China has been taking measures to deepen Silk Road e-commerce cooperation with 22 partner nations. Chinese e-commerce enterprises are expanding to BRI-participating nations and using e-commerce to bolster trade of each other’s quality and specialty products, which in turn could also solve the trade deficit issue in China-Africa cooperation.
The launch ceremony of FOCAC African Products Online Promoting Season and the World’s Specialty (an African special event), both online and offline, was held on September 6, 2021. The event is important for promoting the China-Africa Partnership Plan on Digital Innovation, in order to deepen Sino-African e-commerce and trade cooperation in the wake of the pandemic. E-commerce is not only helping the Chinese and African economies to move toward digitalization, but also increasing consumption in Africa and China and enabling African manufacturers to tap the Chinese market. Also, it allows Chinese consumers to buy African goods at a better price and boost African exports to China for nations like Angola and Gabon, which sell more than one-quarter of their total national exports to China.

◆ ◆ ◆ ◆

• Things to do:
- A) From the passage on China-Africa e-commerce, write out the part that opens with the words containing "The launch ceremony" and closes with "exports to China.".
- B) According to the passage on China-Africa e-commerce, on what date was the launch ceremony of the FOCAC African Products Online Promoting Season held?
- C) Carry on the passage on China-Africa e-commerce, starting after its last sentence.

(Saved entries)

◆ ◆ ◆ ◆

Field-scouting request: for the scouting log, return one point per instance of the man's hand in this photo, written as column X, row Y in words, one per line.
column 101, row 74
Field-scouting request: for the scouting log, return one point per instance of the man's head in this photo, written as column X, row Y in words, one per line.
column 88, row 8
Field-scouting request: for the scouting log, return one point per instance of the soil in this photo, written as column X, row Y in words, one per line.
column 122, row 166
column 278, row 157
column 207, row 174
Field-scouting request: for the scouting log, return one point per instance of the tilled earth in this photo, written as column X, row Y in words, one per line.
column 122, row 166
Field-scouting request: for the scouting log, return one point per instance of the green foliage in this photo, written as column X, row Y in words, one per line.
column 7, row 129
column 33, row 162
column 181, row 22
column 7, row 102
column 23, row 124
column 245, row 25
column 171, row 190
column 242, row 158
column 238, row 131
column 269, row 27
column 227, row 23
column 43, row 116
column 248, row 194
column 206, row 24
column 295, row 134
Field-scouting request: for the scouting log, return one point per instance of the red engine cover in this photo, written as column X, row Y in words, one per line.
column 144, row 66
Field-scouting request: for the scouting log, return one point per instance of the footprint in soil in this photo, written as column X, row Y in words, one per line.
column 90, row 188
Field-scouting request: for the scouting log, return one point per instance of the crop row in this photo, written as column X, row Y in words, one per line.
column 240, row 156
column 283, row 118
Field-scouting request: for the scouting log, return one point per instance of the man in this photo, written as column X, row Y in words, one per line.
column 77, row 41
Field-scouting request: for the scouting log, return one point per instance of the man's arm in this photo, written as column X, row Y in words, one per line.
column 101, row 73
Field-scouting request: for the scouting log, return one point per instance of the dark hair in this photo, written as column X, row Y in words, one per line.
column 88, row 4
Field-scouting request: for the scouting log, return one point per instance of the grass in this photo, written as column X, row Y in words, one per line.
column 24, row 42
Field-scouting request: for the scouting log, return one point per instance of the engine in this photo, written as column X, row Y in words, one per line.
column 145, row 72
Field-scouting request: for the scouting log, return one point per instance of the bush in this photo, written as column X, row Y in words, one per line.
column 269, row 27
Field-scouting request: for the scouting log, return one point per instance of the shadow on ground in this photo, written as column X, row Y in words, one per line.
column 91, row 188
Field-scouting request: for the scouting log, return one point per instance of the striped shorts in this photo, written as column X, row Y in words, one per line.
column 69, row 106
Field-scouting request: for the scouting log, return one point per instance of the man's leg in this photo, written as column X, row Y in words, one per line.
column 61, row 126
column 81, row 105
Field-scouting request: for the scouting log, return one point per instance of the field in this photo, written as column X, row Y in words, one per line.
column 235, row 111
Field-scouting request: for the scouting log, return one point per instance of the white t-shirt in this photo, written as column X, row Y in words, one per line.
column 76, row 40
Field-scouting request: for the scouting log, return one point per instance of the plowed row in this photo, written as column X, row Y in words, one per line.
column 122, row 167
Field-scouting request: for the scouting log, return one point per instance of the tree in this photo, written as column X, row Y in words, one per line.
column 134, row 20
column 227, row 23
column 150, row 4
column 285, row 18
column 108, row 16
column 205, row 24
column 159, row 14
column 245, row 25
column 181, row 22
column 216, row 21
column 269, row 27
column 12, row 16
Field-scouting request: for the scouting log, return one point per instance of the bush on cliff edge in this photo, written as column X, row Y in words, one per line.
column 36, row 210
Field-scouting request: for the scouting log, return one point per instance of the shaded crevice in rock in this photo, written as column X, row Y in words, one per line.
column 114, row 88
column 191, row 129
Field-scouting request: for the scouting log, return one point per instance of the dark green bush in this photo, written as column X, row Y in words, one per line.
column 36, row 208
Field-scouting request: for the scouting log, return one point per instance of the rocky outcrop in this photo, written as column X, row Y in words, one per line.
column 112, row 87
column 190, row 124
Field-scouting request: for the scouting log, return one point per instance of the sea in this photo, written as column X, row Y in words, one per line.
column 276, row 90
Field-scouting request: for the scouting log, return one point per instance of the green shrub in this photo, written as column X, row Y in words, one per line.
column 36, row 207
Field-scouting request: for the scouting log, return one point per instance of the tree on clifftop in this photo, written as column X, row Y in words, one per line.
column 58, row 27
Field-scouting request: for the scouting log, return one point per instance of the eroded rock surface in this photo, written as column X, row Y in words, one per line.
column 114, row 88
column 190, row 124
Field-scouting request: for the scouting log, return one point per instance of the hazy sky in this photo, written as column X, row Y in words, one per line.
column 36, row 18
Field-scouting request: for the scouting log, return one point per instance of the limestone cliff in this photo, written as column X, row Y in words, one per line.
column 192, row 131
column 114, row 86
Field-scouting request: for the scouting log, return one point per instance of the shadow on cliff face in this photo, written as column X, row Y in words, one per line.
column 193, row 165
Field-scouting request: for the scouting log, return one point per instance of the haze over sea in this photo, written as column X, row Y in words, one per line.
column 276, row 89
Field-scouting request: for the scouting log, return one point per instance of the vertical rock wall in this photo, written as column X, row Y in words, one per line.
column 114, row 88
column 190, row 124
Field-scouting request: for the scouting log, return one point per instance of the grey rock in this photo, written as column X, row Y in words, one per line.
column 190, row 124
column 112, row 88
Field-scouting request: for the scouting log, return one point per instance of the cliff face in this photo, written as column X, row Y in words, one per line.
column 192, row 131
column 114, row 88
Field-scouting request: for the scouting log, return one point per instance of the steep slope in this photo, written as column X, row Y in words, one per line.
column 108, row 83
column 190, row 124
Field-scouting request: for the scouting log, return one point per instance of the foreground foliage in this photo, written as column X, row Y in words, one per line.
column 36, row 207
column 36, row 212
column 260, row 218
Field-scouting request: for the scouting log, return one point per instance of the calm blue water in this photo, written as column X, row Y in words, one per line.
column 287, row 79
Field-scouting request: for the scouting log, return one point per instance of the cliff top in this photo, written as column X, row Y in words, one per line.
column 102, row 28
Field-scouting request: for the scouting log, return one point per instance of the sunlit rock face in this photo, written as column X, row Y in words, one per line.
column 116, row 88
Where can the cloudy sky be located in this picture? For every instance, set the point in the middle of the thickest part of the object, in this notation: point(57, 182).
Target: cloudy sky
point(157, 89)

◆ ◆ ◆ ◆

• Answers provided:
- A)
The launch ceremony of FOCAC African Products Online Promoting Season and the World’s Specialty (an African special event), both online and offline, was held on September 6, 2021. The event is important for promoting the China-Africa Partnership Plan on Digital Innovation, in order to deepen Sino-African e-commerce and trade cooperation in the wake of the pandemic. E-commerce is not only helping the Chinese and African economies to move toward digitalization, but also increasing consumption in Africa and China and enabling African manufacturers to tap the Chinese market. Also, it allows Chinese consumers to buy African goods at a better price and boost African exports to China for nations like Angola and Gabon, which sell more than one-quarter of their total national exports to China.

- B) September 6, 2021

- C)
The move to promote African exports to China is partially motivated by the Chinese desire to balance trade with Africa. At the press conference before the opening of the Eighth FOCAC Ministerial Conference, the Chinese Ministry of Commerce portrayed China-Africa trade as “mostly balanced” in the past two decades, with $1.2 trillion in imports from Africa and $1.27 trillion in exports to Africa.
In 2019, China’s trade surplus with Africa was $17.7 billion ($113.2 billion exports and $95.5 billion imports). In 2020, the imbalance grew 243 percent to $41.5 billion, with $114.2 billion Chinese exports and $72.7 billion Chinese imports. The worry about the trade imbalance is why trade promotion occupies a high priority in China’s action plans for the next three years. And China is ready to beef up the efforts with faster inspection and quarantine procedures, and zero-tariff treatment to more products.
But to make the efforts successful, African nations have to do their part. However, most African nations have not developed strategies to attract Chinese investment. A good instance would be the tourism campaigns African nations run in China – they are not different from the ones in Europe. The same can be done for African exports. Therefore, to solve the trade imbalance that will help the continent cope with the pandemic, African nations need to have a real strategy for engaging with China. They have to prioritize what the continent wants to get out of Africa-China cooperation in order to attain the vision of Agenda 2063 – “the Africa we want.”
The author is executive director of the Center for Nigerian Studies, Institute of African Studies, Zhejiang Normal University.